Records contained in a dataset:
+---+
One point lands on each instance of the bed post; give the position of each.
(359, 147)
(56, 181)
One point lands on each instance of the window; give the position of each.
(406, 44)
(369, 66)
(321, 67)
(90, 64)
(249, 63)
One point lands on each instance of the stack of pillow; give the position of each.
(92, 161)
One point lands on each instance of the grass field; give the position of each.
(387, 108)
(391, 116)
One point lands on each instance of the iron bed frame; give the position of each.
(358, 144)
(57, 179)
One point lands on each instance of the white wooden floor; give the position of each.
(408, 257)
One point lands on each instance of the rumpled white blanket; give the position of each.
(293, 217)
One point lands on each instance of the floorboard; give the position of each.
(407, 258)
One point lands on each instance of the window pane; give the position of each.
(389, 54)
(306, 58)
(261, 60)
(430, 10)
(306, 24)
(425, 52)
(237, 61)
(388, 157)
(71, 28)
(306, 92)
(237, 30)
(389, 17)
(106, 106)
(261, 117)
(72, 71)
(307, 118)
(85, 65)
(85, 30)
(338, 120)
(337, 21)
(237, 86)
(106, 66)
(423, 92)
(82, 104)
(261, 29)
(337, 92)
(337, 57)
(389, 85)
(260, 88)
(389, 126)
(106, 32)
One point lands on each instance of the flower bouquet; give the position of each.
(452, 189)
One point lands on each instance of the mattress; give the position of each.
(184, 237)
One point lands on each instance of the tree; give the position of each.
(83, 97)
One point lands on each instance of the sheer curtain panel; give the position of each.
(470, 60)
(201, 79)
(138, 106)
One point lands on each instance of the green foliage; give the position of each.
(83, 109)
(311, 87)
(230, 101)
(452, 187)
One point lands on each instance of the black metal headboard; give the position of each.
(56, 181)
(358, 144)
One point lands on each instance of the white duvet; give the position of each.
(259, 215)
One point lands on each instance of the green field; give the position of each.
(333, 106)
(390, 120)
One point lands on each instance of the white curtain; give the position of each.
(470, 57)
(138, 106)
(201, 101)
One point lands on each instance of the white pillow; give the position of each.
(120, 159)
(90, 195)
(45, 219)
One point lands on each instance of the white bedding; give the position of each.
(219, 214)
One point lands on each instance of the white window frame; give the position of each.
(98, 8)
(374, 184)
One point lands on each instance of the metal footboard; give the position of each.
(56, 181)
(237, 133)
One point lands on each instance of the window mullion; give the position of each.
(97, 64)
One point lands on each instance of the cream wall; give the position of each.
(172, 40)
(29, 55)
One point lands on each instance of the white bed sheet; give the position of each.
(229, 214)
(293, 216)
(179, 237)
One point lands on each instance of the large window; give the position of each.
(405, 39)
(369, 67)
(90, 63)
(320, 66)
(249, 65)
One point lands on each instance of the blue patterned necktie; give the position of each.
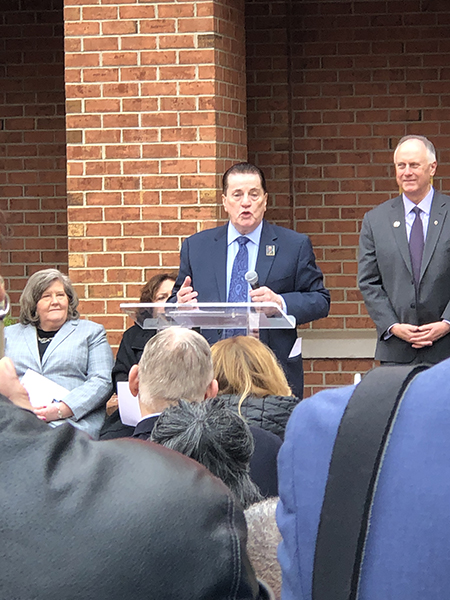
(416, 245)
(238, 291)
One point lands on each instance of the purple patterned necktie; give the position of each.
(238, 291)
(416, 245)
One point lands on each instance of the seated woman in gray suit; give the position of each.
(53, 341)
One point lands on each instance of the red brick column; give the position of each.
(155, 111)
(33, 223)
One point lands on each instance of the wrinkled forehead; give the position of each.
(243, 181)
(412, 150)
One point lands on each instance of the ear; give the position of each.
(224, 202)
(212, 389)
(133, 380)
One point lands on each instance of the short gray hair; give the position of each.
(176, 363)
(262, 543)
(36, 286)
(215, 436)
(431, 150)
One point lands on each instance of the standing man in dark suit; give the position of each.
(404, 262)
(283, 259)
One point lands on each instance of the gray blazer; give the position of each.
(386, 280)
(78, 358)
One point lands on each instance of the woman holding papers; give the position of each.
(55, 346)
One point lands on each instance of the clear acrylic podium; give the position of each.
(250, 316)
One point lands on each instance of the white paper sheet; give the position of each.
(130, 413)
(41, 390)
(296, 348)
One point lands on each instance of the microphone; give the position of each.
(252, 278)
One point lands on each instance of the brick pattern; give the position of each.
(326, 373)
(155, 109)
(32, 141)
(332, 86)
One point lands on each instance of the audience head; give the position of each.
(37, 286)
(214, 436)
(262, 543)
(176, 364)
(158, 288)
(244, 366)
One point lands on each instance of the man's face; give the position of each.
(245, 201)
(413, 169)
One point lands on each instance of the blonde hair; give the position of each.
(243, 365)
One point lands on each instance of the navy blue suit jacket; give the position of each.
(291, 271)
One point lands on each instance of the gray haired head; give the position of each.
(36, 286)
(215, 436)
(431, 150)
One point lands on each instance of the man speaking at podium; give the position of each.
(213, 264)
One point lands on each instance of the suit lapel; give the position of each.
(219, 260)
(398, 225)
(30, 337)
(67, 329)
(268, 249)
(437, 217)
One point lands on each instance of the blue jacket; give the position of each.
(79, 358)
(285, 263)
(407, 545)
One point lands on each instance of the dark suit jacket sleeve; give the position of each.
(370, 283)
(184, 271)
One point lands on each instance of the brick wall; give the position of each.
(336, 86)
(155, 110)
(32, 140)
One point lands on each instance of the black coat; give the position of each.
(113, 520)
(130, 352)
(269, 412)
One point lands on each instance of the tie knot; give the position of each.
(242, 240)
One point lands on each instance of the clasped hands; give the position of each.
(11, 387)
(420, 336)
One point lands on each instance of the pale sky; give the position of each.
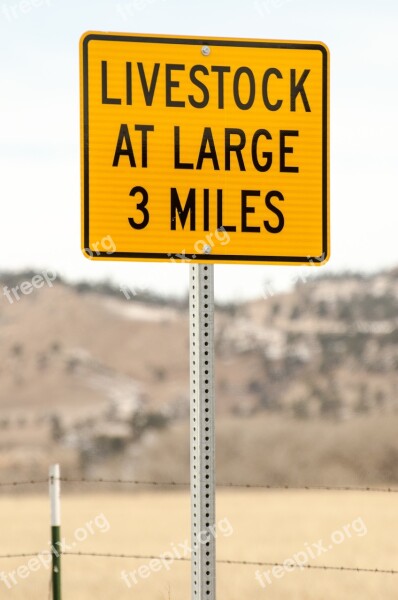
+---+
Every entry above needs to be duplicated exactly, without its images.

# [REPLY]
One point lands on each instance of the bed post; give the position of each.
(359, 147)
(56, 181)
One point lands on each instance of the window; give the position of each.
(406, 44)
(369, 66)
(321, 67)
(90, 64)
(249, 63)
One point lands on each instance of the stack of pillow; give the position of each.
(92, 161)
One point lands on each instance of the grass field; give the position of each.
(387, 108)
(391, 116)
One point lands on each instance of the iron bed frame; give the position of each.
(358, 144)
(57, 179)
One point lands on each instance of the white wooden floor; give the position of each.
(408, 257)
One point lands on each instance of the rumpled white blanket; give the position of each.
(293, 217)
One point lands on each instance of the floorboard; give the position of each.
(407, 258)
One point lands on each instance of the window pane; give the position of each.
(389, 54)
(306, 58)
(261, 60)
(430, 10)
(306, 24)
(425, 52)
(237, 61)
(388, 157)
(71, 28)
(306, 92)
(237, 30)
(389, 17)
(106, 106)
(261, 117)
(72, 71)
(307, 118)
(85, 65)
(85, 30)
(338, 120)
(337, 21)
(237, 86)
(106, 66)
(423, 92)
(82, 104)
(261, 29)
(337, 92)
(337, 57)
(389, 85)
(260, 88)
(389, 126)
(106, 32)
One point lands on each instance of the flower bouquet; give the position of each.
(452, 189)
One point lands on each instance of the mattress; give the position of each.
(184, 237)
One point lands on each instance of the tree; give the position of each.
(83, 97)
One point lands on each instance of the sheer curtain panel; give the position of each.
(470, 60)
(201, 79)
(138, 106)
One point lands on each instance of the green foliage; give the position of each.
(83, 109)
(311, 87)
(230, 101)
(452, 187)
One point lands on each instance of the black metal headboard; give the position of each.
(56, 181)
(358, 144)
One point lands on each instance of the white duvet; give the position of each.
(259, 215)
One point lands on each instance of the green field; give the position of each.
(333, 106)
(390, 120)
One point lands on each instance of the white curtain; give the position of each.
(470, 57)
(138, 106)
(201, 101)
One point lands on each instance of the white pillow; give the position of each.
(120, 159)
(90, 195)
(45, 219)
One point lands on each instance of the white bedding; give the position of each.
(219, 214)
One point lands on each instance of the white window frame; give the position of each.
(98, 8)
(374, 184)
One point lands on each instance of the metal footboard; give the position of each.
(56, 181)
(237, 133)
One point lands on each instance of the window mullion; give the position of each.
(97, 64)
One point lands on each instance of the cream wall; give the position of each.
(172, 40)
(29, 55)
One point lands on each instance of the white bed sheet; give the position of each.
(229, 214)
(293, 216)
(179, 237)
One point lands on each instance of the large window; give the position of each.
(405, 39)
(369, 67)
(90, 63)
(320, 66)
(249, 65)
One point lands on each instance of the blue patterned necktie; give the position of each.
(416, 245)
(238, 291)
One point lands on each instance of the purple patterned necktie; give the position of each.
(238, 291)
(416, 245)
One point lands on each instance of the seated woman in gray suit; give the position of each.
(53, 341)
One point lands on each instance of the red brick column; give the position of each.
(155, 111)
(33, 223)
One point lands on each instance of the wrinkled forehead; give the position of each.
(243, 181)
(412, 150)
One point lands on each instance of the ear; give the position of each.
(224, 202)
(212, 389)
(133, 380)
One point lands on each instance of the short gray hair; give the position of each.
(176, 363)
(262, 543)
(36, 286)
(215, 436)
(431, 150)
One point lands on each instance of the standing man in dark suit; give the position of each.
(404, 262)
(283, 259)
One point lands on each instance of the gray blazer; give the position of each.
(386, 280)
(78, 358)
One point lands on each instance of the woman holding papers; give the position of each.
(55, 346)
One point lands on each instance of the clear acrylic podium; give the position of each.
(250, 316)
One point lands on each instance of the white paper sheet; give the position of each.
(130, 413)
(41, 390)
(296, 348)
One point lands on each instance of the microphone; give the position of each.
(252, 278)
One point lands on each instance of the brick pattern; give the position of each.
(326, 373)
(155, 109)
(32, 141)
(332, 86)
One point lands on each instance of the audience head; give the position of each.
(37, 286)
(214, 436)
(262, 543)
(176, 364)
(158, 288)
(244, 366)
One point lands on each instance of the man's face; give the position of each.
(245, 201)
(413, 169)
One point lands on each instance of the blonde hair; give the position of each.
(243, 365)
One point lands on each instance of the navy blue suit jacket; give the position of each.
(291, 271)
One point lands on each instance of the gray haired head; give the position of each.
(36, 286)
(215, 436)
(431, 150)
One point lands on each instance of the man speaking at podium; give the position of each.
(213, 264)
One point lands on each instance of the suit lapel; give the position of each.
(219, 260)
(398, 225)
(30, 337)
(67, 329)
(268, 249)
(437, 217)
One point lands on each instance of the blue jacket; give the position of each.
(79, 358)
(285, 263)
(407, 545)
One point lands on each instance of the dark suit jacket sleeve; give the position of each.
(370, 283)
(184, 271)
One point lands on each instance of the brick wall; give the position of each.
(336, 86)
(155, 110)
(32, 140)
One point lands on each instance of the black coat; give the position of each.
(113, 520)
(130, 352)
(269, 412)
One point lands on each instance of the tie knot; give the position of each.
(242, 240)
One point lands on each instance of the clasped hands; give the position of each.
(11, 387)
(420, 336)
One point lands on each instance of the pale sky; give the position of each.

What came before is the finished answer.